#### Task objective
Your answer should consist of every line from the records that holds the string "away".

#### Point-per-instance localization data
+ + + +

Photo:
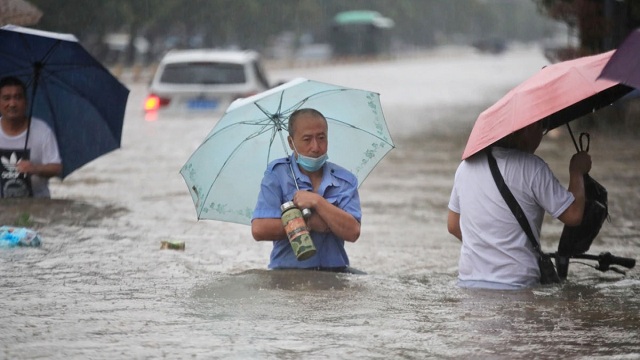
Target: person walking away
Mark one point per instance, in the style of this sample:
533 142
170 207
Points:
495 251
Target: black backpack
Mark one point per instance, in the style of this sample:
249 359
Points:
576 240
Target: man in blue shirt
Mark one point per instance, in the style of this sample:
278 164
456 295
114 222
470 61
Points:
328 190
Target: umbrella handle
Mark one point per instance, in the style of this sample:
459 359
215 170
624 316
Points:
588 137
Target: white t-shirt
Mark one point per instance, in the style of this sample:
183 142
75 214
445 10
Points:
496 252
43 150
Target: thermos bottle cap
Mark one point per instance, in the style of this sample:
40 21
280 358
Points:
286 206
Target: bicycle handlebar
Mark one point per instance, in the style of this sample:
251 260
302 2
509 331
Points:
605 260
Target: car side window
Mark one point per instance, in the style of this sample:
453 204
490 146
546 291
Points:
260 74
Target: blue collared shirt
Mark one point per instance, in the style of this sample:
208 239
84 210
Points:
338 186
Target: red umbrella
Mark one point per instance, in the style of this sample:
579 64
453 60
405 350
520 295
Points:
560 93
624 65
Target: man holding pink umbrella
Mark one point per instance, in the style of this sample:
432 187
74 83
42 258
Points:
502 190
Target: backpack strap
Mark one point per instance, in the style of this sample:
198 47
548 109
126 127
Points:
511 200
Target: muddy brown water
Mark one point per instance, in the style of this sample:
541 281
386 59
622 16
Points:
99 287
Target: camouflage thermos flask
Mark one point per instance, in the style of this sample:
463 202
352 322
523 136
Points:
297 231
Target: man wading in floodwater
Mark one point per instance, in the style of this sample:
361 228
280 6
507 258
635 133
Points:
328 190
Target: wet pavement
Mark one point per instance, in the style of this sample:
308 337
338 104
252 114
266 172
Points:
100 287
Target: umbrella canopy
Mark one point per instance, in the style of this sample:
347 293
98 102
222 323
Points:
67 88
224 173
18 12
624 65
560 93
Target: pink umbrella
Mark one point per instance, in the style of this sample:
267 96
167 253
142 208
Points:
624 65
558 93
18 12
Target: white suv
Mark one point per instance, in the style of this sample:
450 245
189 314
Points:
203 81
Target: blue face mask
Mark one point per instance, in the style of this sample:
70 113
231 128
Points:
311 164
308 163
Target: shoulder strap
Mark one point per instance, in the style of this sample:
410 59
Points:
510 199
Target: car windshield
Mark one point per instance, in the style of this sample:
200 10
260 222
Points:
203 73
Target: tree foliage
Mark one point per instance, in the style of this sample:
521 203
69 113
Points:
255 23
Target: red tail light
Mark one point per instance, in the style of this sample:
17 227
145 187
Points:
154 102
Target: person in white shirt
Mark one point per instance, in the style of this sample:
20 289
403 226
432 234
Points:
495 251
24 174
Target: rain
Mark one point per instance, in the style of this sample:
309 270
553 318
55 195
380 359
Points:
102 285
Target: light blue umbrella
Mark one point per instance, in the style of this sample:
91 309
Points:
224 173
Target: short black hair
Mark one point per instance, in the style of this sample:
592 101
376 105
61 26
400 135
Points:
294 116
13 81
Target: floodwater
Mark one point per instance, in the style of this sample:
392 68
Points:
100 287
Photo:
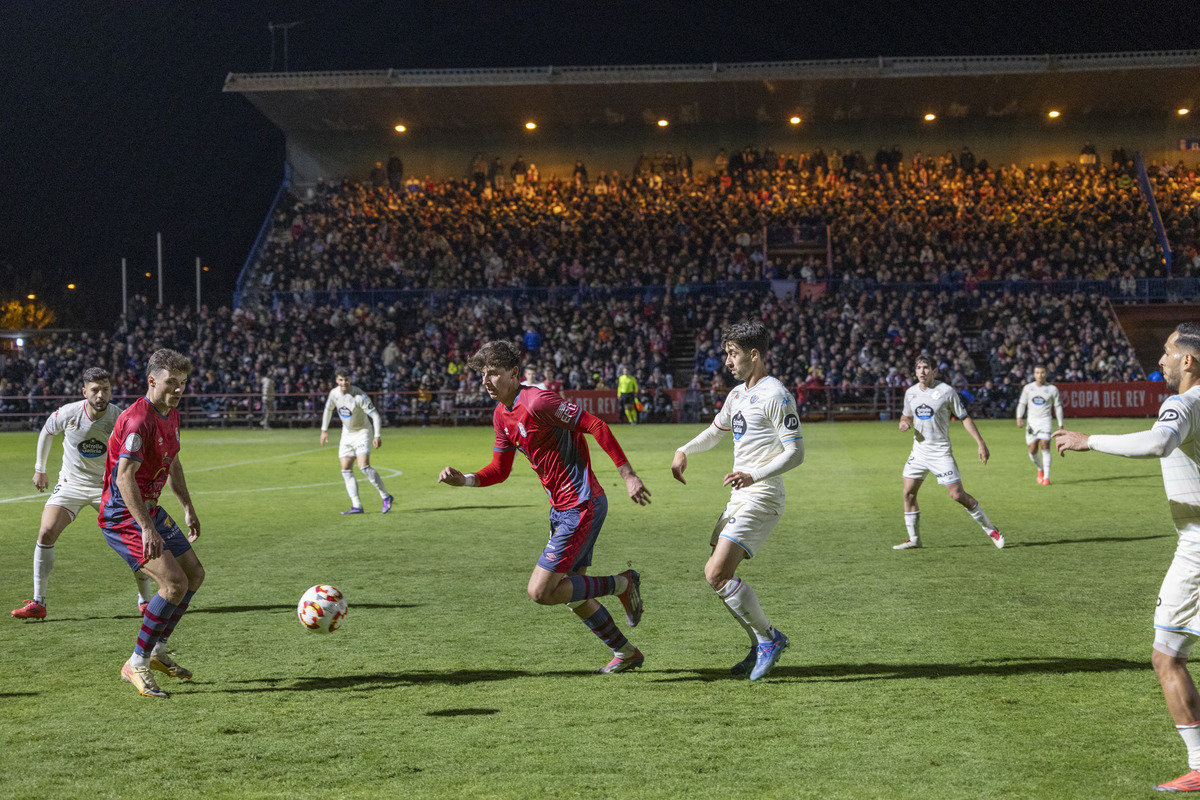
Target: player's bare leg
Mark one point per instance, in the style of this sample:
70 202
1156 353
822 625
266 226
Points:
911 515
1183 704
960 495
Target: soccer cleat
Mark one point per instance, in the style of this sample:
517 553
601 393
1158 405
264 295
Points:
622 665
167 665
1188 782
142 679
767 655
31 609
744 666
631 599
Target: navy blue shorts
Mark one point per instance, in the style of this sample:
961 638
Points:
573 534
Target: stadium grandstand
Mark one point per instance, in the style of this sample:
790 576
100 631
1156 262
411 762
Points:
995 211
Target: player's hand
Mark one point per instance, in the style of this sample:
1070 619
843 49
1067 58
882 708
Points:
738 480
193 524
450 476
678 464
637 491
1067 440
151 543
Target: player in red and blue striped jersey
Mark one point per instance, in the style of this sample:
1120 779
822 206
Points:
143 457
550 431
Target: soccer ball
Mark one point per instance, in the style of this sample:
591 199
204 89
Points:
322 608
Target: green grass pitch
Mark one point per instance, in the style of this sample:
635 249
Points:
951 672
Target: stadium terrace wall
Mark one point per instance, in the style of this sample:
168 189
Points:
448 154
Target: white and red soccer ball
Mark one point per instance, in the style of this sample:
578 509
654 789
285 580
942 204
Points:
322 608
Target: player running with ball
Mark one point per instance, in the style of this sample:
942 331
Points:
549 429
767 443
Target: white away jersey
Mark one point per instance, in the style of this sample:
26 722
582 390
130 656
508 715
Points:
1041 403
84 443
355 410
930 410
1181 469
761 419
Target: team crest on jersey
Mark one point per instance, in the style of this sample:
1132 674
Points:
567 411
739 425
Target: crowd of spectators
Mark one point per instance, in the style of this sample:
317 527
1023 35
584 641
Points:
952 218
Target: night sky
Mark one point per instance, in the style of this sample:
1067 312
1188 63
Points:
113 125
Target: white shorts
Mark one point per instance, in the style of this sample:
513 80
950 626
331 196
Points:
943 467
1036 434
1177 613
748 522
73 498
354 444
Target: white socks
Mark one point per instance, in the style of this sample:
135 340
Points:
1191 734
376 481
43 561
352 487
743 601
981 516
912 522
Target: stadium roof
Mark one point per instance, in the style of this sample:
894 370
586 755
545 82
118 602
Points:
720 94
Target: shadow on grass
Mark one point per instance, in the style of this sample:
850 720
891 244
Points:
373 681
480 507
988 668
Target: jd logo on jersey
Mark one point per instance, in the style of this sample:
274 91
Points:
739 425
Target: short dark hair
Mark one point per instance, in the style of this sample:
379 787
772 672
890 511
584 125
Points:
499 353
168 360
96 376
1188 337
748 335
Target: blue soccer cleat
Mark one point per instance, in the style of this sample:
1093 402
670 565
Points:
768 654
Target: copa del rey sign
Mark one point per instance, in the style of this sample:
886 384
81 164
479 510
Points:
1140 398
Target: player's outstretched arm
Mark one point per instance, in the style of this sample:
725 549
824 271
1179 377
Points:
179 488
984 453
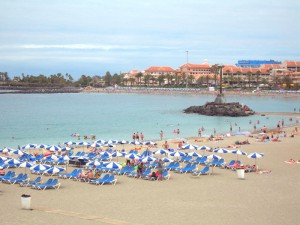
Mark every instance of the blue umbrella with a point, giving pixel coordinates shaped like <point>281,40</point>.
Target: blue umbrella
<point>53,148</point>
<point>161,152</point>
<point>29,146</point>
<point>149,159</point>
<point>113,165</point>
<point>70,143</point>
<point>150,143</point>
<point>190,147</point>
<point>136,142</point>
<point>177,154</point>
<point>132,156</point>
<point>238,152</point>
<point>221,150</point>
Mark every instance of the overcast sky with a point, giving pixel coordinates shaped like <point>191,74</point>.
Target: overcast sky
<point>94,36</point>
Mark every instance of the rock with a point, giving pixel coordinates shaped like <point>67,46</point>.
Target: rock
<point>233,109</point>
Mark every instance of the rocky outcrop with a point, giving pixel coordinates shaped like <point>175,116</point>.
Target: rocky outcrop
<point>233,109</point>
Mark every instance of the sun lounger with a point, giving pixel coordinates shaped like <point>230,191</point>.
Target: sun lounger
<point>201,172</point>
<point>38,180</point>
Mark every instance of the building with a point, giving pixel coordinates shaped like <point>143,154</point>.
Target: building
<point>255,63</point>
<point>196,70</point>
<point>291,66</point>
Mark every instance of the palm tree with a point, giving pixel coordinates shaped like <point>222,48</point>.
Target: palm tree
<point>139,77</point>
<point>249,76</point>
<point>258,73</point>
<point>161,79</point>
<point>147,79</point>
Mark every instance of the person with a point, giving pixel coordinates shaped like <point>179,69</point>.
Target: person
<point>140,170</point>
<point>165,145</point>
<point>161,134</point>
<point>97,174</point>
<point>199,132</point>
<point>2,172</point>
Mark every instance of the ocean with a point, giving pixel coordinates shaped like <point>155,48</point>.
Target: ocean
<point>53,118</point>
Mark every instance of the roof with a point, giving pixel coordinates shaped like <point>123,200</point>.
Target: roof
<point>292,63</point>
<point>196,66</point>
<point>160,69</point>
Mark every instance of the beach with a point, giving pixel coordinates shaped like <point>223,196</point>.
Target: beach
<point>219,198</point>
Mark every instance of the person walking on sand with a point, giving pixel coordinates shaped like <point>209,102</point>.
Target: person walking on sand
<point>161,134</point>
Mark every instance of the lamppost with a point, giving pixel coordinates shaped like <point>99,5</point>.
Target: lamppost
<point>187,67</point>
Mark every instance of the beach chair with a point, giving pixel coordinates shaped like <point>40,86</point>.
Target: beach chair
<point>168,167</point>
<point>53,185</point>
<point>8,179</point>
<point>100,180</point>
<point>8,175</point>
<point>201,172</point>
<point>35,186</point>
<point>220,163</point>
<point>165,175</point>
<point>191,169</point>
<point>38,180</point>
<point>68,175</point>
<point>110,180</point>
<point>18,180</point>
<point>182,170</point>
<point>175,166</point>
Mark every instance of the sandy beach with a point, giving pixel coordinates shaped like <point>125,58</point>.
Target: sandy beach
<point>220,198</point>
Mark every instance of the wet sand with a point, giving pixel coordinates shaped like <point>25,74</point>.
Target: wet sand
<point>220,198</point>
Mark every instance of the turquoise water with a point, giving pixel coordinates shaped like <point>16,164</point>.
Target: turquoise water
<point>52,118</point>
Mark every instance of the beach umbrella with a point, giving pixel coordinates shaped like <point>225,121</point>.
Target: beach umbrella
<point>150,143</point>
<point>29,146</point>
<point>213,156</point>
<point>132,156</point>
<point>42,146</point>
<point>194,154</point>
<point>136,142</point>
<point>26,165</point>
<point>177,154</point>
<point>19,152</point>
<point>66,148</point>
<point>2,158</point>
<point>190,147</point>
<point>255,156</point>
<point>53,148</point>
<point>109,145</point>
<point>113,165</point>
<point>238,152</point>
<point>3,166</point>
<point>167,159</point>
<point>70,143</point>
<point>39,167</point>
<point>149,159</point>
<point>5,150</point>
<point>96,145</point>
<point>221,150</point>
<point>161,152</point>
<point>52,170</point>
<point>12,162</point>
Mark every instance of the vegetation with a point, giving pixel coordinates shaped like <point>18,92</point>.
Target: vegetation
<point>230,81</point>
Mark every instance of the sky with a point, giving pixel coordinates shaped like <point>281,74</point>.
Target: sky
<point>91,37</point>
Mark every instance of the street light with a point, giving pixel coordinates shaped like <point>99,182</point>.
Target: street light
<point>187,67</point>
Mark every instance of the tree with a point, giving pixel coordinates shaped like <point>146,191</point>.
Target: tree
<point>139,77</point>
<point>147,79</point>
<point>107,78</point>
<point>161,79</point>
<point>249,76</point>
<point>257,74</point>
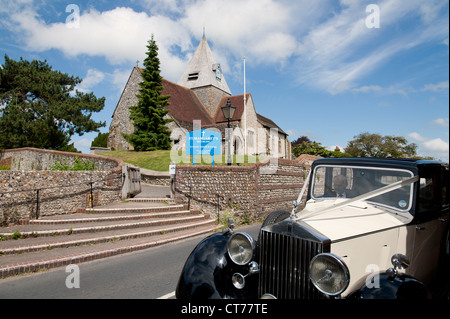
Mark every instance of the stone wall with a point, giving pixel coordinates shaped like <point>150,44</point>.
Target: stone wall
<point>32,159</point>
<point>250,192</point>
<point>33,191</point>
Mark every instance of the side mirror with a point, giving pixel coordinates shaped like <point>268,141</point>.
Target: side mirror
<point>399,261</point>
<point>294,208</point>
<point>231,224</point>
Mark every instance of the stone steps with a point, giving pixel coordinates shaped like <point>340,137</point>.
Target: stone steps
<point>96,233</point>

+ + + +

#### Written answer
Target: person walking away
Target: white away jersey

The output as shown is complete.